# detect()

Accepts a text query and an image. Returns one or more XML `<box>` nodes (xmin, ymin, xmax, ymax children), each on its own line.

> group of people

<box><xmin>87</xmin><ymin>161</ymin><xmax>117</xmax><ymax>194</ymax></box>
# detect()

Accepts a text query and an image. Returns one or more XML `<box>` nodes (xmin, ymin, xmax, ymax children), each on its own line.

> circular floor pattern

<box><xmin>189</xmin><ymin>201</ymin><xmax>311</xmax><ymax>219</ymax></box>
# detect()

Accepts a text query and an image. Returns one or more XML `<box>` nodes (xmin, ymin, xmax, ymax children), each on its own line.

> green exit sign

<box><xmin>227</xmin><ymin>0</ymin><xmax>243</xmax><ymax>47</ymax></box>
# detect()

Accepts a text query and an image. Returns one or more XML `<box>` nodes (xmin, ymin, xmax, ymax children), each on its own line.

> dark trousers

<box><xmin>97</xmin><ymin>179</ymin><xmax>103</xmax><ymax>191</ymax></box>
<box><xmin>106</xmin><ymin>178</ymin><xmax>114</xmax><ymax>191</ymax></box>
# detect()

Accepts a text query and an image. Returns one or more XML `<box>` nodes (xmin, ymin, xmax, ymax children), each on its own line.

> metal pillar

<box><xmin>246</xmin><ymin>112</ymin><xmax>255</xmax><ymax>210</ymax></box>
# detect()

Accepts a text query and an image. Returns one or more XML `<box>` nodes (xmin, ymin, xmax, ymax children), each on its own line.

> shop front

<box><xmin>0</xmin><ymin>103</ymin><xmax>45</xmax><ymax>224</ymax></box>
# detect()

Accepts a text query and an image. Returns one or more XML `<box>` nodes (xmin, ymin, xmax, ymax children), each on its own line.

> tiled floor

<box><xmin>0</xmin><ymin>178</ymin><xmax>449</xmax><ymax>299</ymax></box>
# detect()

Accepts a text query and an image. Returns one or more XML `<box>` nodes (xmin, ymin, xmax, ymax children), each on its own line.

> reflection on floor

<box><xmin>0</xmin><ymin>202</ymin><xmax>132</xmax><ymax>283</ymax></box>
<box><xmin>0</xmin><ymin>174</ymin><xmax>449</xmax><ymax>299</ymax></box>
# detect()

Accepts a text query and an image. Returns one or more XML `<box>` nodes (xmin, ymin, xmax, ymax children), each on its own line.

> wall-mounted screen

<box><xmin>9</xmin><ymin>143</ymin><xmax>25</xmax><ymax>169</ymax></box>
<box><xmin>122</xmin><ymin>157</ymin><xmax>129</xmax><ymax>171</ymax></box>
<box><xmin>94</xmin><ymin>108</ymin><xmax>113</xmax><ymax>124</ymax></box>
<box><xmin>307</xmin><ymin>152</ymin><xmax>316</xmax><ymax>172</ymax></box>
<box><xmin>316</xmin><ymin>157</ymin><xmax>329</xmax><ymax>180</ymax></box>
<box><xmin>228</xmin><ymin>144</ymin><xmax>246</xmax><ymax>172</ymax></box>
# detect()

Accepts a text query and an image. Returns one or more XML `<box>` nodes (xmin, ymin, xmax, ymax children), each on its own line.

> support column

*EXERCISE TASK*
Locate every line in the entries above that contains the string "floor" and copy each one. Case counts.

*FULL OUTPUT*
> circular floor pattern
> tiled floor
> reflection on floor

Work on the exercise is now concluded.